** Opening SOURCE PASSAGE block **
The first thing to decide is which field of nursing you want to study in, so use the links below to find more about them. In all of these fields you’ll have the opportunity to make a real difference to the lives of people each and every day. The four fields of nursing are:

There are some degree courses that allow you to study in two of the fields. These are known as ‘dual field’ degrees. Once you have qualified you’ll be able to work as a nurse anywhere in the UK and even internationally.

For further information on how to start your journey to become a nurse visit Health Careers

Hear it from our Nurses

Here are the stories of two of our Nursing staff talking about their background, the journey into their current role, and advice for those thinking of a career in Nursing.

Jorge Vega Ruiz – Charge nurse

My background is in adult nursing, I completed my degree in Spain back in 2016 and then started to work as an A&E nurse temporarily right after graduating.

I fell in love with my “soon to be wife” in 2018 so I decided to move to the UK permanently to start our life together and also to fulfil my dream of working as a staff nurse in a Haematology ward and build my nursing career within this speciality.

I have always been passionate about Haematology care as I find this area of work very fulfilling and rewarding. I carry so many experiences and positive patient feedback on my back since I started my career and my aim is to keep working to make the difference for the patients I look after. My first steps as a staff nurse within Haematology were in C10 ward at CUH (Cambridge University Hospitals), where I gained new skills and learned so much thanks to my supportive manager and the lovely colleagues I had through those years.

After a few years as a staff nurse I had to move to London temporarily to continue working within my speciality as a junior sister, and still, today I can say that thanks to this experience I was able to learn more about management and leadership, innovative Car T cell and bone marrow transplant treatments used in the specialised ward I was working at that moment while I gained valuable experience with various patients and colleagues from different backgrounds.

After this short period of time outside of Cambridge, I decided to apply for a job at CUH again this year, as I missed the Trust and my colleagues greatly, and this time, I came back as a senior nurse in the role I have nowadays. In January 2022 I re-joined CUH as a Senior Sister in L5 Haematology ward, and I couldn’t be more proud of our achievements at the ward since then.

Nova Quian – Matron

I came to UK on winter of 2000. I have been a nurse in the Philippines for 9 years. I started as a C grade (Band 3/OSCE) in the dialysis unit on site. I received my NMC registration after 6 months.

I always wanted to be a nurse, there’s nothing in this world that I would rather be. I enjoy working with people and sharing my experienced. I love listening to people too, I love hearing stories, whether it’s happy, sad or exciting stories.

I am passionate in helping people, I get more job satisfaction when I work closely with my staff in looking after patients in the ward. Staff look up to their matrons, one staff member recently have told me that I was the one who encouraged her to become a nurse apprentice, she will be a qualified nurse next month.

She sent me a letter saying how grateful she was when we met in the ward and when we worked together in giving personal care to our older patients. It has opened her eyes and had a better understanding that as a nurse we are always ready to provide care to our patients even when we are in a senior nursing role. This is the biggest encouragement she has as a HCSW.

What advice would you give to someone who is starting their nursing career journey?

  • Be inquisitive and ask questions.
  • Always use reflection to be a better nurse and a better person.
  • Read and learn from your experience
  • Be always ready for feedback and criticism but do not let people abuse your kindness. Stand up for yourself with humility
  • Enjoy what you do
  • Speak to people around you in a courteous way, be kind to yourself and to people around you. It will take you a long way.
  • Treat every people all the same.
** Closing SOURCE PASSAGE block **
** Opening MATERIAL SHOWN block **
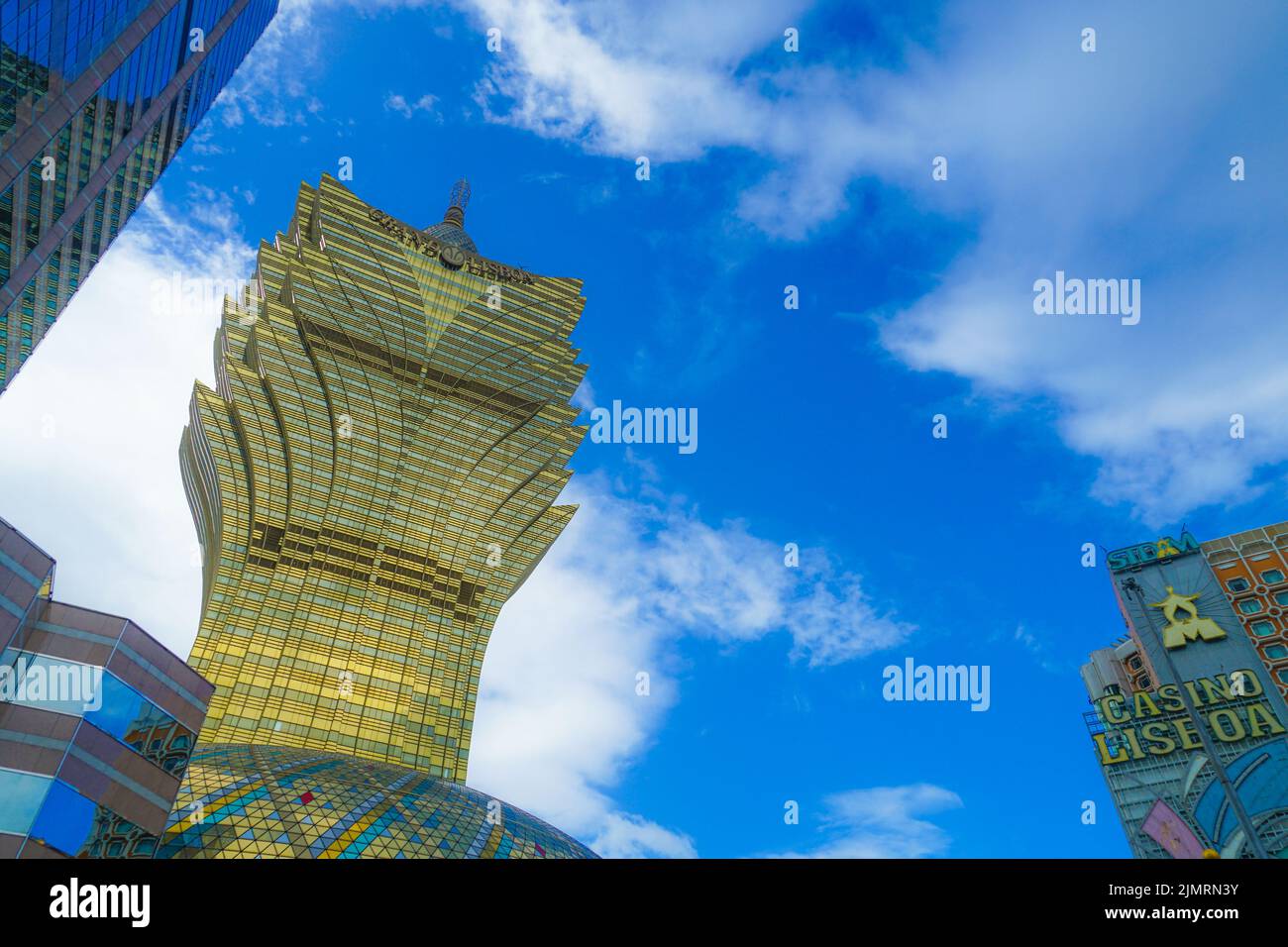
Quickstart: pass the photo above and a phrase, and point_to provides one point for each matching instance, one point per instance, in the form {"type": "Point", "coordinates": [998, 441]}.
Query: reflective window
{"type": "Point", "coordinates": [21, 795]}
{"type": "Point", "coordinates": [50, 684]}
{"type": "Point", "coordinates": [65, 819]}
{"type": "Point", "coordinates": [133, 719]}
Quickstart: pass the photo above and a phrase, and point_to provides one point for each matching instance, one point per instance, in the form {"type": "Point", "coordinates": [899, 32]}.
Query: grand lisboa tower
{"type": "Point", "coordinates": [373, 476]}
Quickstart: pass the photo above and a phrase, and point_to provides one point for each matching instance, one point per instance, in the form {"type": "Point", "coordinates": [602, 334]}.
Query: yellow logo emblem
{"type": "Point", "coordinates": [1188, 629]}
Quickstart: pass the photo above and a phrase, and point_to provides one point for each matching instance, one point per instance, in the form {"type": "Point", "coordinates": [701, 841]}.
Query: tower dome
{"type": "Point", "coordinates": [452, 227]}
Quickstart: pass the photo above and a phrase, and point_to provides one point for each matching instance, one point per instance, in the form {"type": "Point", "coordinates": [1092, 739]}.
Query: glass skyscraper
{"type": "Point", "coordinates": [95, 98]}
{"type": "Point", "coordinates": [97, 720]}
{"type": "Point", "coordinates": [373, 476]}
{"type": "Point", "coordinates": [1188, 719]}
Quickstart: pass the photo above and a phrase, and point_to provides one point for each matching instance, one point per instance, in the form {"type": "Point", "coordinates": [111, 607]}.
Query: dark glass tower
{"type": "Point", "coordinates": [95, 98]}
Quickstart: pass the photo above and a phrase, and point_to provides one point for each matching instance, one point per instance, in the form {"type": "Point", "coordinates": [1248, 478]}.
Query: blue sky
{"type": "Point", "coordinates": [810, 169]}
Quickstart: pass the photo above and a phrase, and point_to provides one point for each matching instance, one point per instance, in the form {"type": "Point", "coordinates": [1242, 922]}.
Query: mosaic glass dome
{"type": "Point", "coordinates": [267, 801]}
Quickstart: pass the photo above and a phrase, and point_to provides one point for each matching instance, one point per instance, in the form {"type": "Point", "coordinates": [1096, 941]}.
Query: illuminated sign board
{"type": "Point", "coordinates": [1140, 735]}
{"type": "Point", "coordinates": [1145, 553]}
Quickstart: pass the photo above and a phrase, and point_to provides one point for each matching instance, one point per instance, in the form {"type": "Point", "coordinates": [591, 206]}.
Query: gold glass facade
{"type": "Point", "coordinates": [372, 479]}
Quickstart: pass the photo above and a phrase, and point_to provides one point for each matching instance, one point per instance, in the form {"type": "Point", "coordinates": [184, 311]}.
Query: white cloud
{"type": "Point", "coordinates": [110, 386]}
{"type": "Point", "coordinates": [1108, 165]}
{"type": "Point", "coordinates": [559, 720]}
{"type": "Point", "coordinates": [399, 103]}
{"type": "Point", "coordinates": [884, 822]}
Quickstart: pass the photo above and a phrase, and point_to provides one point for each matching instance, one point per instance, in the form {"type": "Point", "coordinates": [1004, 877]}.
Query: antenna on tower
{"type": "Point", "coordinates": [462, 193]}
{"type": "Point", "coordinates": [456, 209]}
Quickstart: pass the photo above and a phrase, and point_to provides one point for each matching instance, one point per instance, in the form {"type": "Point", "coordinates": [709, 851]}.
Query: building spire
{"type": "Point", "coordinates": [460, 198]}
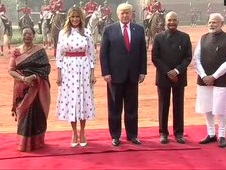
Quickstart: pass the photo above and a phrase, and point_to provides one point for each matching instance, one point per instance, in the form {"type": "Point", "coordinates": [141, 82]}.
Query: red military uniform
{"type": "Point", "coordinates": [90, 7]}
{"type": "Point", "coordinates": [2, 9]}
{"type": "Point", "coordinates": [45, 10]}
{"type": "Point", "coordinates": [26, 10]}
{"type": "Point", "coordinates": [154, 7]}
{"type": "Point", "coordinates": [106, 12]}
{"type": "Point", "coordinates": [57, 5]}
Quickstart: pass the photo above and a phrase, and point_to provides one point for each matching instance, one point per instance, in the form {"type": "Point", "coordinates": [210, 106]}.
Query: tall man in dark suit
{"type": "Point", "coordinates": [123, 58]}
{"type": "Point", "coordinates": [171, 54]}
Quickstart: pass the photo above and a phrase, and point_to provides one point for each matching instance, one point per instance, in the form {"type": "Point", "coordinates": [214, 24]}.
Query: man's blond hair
{"type": "Point", "coordinates": [124, 6]}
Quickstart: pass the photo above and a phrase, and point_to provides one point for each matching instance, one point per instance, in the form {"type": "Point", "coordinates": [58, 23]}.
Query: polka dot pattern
{"type": "Point", "coordinates": [75, 96]}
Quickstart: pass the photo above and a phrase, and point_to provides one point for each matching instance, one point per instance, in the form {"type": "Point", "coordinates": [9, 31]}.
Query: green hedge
{"type": "Point", "coordinates": [17, 37]}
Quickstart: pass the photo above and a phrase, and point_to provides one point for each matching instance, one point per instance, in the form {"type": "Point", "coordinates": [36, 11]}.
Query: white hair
{"type": "Point", "coordinates": [217, 16]}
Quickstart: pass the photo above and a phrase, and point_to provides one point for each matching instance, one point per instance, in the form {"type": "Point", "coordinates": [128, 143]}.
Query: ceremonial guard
{"type": "Point", "coordinates": [90, 7]}
{"type": "Point", "coordinates": [2, 15]}
{"type": "Point", "coordinates": [27, 12]}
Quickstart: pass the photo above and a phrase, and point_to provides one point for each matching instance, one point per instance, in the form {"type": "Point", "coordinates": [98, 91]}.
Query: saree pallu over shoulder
{"type": "Point", "coordinates": [31, 103]}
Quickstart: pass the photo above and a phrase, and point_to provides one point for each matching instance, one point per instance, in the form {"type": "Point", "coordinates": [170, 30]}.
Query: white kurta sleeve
{"type": "Point", "coordinates": [197, 60]}
{"type": "Point", "coordinates": [90, 49]}
{"type": "Point", "coordinates": [220, 71]}
{"type": "Point", "coordinates": [59, 50]}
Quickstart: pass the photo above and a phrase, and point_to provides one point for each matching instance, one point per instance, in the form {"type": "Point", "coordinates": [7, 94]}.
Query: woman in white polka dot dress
{"type": "Point", "coordinates": [75, 62]}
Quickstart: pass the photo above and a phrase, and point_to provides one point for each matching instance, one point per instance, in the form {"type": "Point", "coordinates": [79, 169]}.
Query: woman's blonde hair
{"type": "Point", "coordinates": [75, 11]}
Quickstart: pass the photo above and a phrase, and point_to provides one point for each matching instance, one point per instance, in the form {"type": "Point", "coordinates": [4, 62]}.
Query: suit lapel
{"type": "Point", "coordinates": [121, 35]}
{"type": "Point", "coordinates": [133, 34]}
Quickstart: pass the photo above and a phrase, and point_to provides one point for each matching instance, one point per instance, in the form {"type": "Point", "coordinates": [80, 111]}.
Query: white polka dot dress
{"type": "Point", "coordinates": [75, 96]}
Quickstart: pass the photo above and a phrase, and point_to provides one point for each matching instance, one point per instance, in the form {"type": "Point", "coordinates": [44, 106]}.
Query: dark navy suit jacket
{"type": "Point", "coordinates": [116, 60]}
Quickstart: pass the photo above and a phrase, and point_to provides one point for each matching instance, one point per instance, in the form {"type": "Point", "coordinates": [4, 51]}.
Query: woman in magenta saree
{"type": "Point", "coordinates": [30, 68]}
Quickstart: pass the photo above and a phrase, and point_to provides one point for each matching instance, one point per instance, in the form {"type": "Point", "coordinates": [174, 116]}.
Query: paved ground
{"type": "Point", "coordinates": [147, 100]}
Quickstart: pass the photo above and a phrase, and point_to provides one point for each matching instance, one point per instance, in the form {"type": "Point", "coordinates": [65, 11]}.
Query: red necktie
{"type": "Point", "coordinates": [126, 38]}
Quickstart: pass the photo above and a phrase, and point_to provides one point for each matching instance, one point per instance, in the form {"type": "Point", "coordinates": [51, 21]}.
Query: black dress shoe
{"type": "Point", "coordinates": [164, 139]}
{"type": "Point", "coordinates": [208, 139]}
{"type": "Point", "coordinates": [135, 141]}
{"type": "Point", "coordinates": [115, 142]}
{"type": "Point", "coordinates": [221, 142]}
{"type": "Point", "coordinates": [180, 139]}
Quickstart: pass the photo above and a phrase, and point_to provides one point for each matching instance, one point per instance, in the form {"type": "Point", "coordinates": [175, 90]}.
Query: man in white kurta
{"type": "Point", "coordinates": [210, 65]}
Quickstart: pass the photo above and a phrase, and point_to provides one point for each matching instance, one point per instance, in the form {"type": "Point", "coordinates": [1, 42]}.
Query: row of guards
{"type": "Point", "coordinates": [49, 10]}
{"type": "Point", "coordinates": [50, 7]}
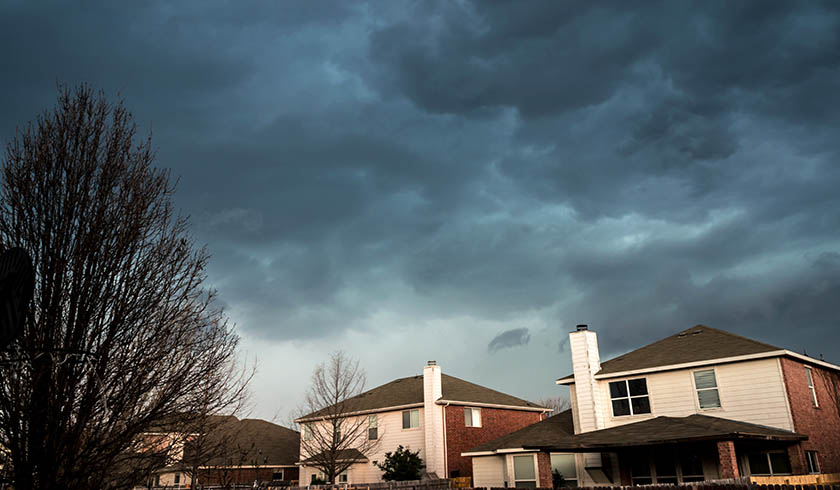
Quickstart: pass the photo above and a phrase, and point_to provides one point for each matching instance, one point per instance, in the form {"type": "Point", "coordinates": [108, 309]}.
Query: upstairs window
{"type": "Point", "coordinates": [472, 417]}
{"type": "Point", "coordinates": [706, 385]}
{"type": "Point", "coordinates": [411, 419]}
{"type": "Point", "coordinates": [810, 376]}
{"type": "Point", "coordinates": [373, 428]}
{"type": "Point", "coordinates": [629, 397]}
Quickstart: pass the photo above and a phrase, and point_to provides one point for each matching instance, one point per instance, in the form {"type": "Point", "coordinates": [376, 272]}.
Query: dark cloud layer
{"type": "Point", "coordinates": [641, 167]}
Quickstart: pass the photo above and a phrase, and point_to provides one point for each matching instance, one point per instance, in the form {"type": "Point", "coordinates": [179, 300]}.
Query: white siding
{"type": "Point", "coordinates": [391, 434]}
{"type": "Point", "coordinates": [750, 391]}
{"type": "Point", "coordinates": [489, 471]}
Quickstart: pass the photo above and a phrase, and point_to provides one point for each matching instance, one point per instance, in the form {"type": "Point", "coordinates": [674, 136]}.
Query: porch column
{"type": "Point", "coordinates": [544, 468]}
{"type": "Point", "coordinates": [798, 465]}
{"type": "Point", "coordinates": [727, 459]}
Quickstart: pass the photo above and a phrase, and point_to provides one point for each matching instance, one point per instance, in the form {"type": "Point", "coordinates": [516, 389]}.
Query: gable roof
{"type": "Point", "coordinates": [409, 391]}
{"type": "Point", "coordinates": [553, 434]}
{"type": "Point", "coordinates": [698, 343]}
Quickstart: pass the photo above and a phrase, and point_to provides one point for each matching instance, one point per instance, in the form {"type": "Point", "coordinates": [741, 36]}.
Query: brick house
{"type": "Point", "coordinates": [437, 414]}
{"type": "Point", "coordinates": [702, 404]}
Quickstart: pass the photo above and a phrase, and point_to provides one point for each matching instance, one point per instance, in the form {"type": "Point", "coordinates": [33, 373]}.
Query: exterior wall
** Closing MATERIAL SHOWN block **
Could you repeat the part of the nursing careers text that opens with the words containing "After this short" and closes with "or exciting stories.", replacing "dialysis unit" with "renal unit"?

After this short period of time outside of Cambridge, I decided to apply for a job at CUH again this year, as I missed the Trust and my colleagues greatly, and this time, I came back as a senior nurse in the role I have nowadays. In January 2022 I re-joined CUH as a Senior Sister in L5 Haematology ward, and I couldn’t be more proud of our achievements at the ward since then.

Nova Quian – Matron

I came to UK on winter of 2000. I have been a nurse in the Philippines for 9 years. I started as a C grade (Band 3/OSCE) in the renal unit on site. I received my NMC registration after 6 months.

I always wanted to be a nurse, there’s nothing in this world that I would rather be. I enjoy working with people and sharing my experienced. I love listening to people too, I love hearing stories, whether it’s happy, sad or exciting stories.